+++ Data shown
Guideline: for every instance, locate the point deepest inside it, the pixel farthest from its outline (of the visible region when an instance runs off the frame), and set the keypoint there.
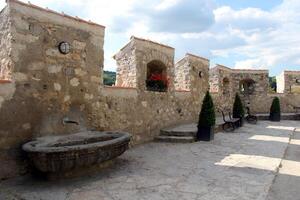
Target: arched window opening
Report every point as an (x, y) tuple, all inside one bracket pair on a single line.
[(247, 86), (157, 79)]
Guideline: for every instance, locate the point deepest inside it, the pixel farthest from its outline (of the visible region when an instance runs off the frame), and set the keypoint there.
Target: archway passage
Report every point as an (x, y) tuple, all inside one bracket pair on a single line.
[(247, 86), (157, 79)]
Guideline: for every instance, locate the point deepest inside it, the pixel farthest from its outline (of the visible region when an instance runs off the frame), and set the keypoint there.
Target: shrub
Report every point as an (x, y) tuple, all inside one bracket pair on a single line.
[(238, 108), (275, 108), (207, 117)]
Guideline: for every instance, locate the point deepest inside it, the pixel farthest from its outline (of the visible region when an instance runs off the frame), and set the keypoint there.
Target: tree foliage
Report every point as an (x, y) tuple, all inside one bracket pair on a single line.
[(207, 117), (238, 108)]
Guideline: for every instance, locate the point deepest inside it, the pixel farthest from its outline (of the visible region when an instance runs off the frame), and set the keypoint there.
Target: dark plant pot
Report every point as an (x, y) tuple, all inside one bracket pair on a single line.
[(241, 121), (275, 117), (205, 133)]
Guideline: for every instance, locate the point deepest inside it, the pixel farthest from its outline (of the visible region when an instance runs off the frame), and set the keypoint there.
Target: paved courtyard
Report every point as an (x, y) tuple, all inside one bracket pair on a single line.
++++++
* **Work item**
Find the word "Target" in the listing and copy each line that contains it.

* **Result of the task**
Target: arched window opening
Target: archway passage
Target: shrub
Target: tree foliage
Target: dark plant pot
Target: paved courtyard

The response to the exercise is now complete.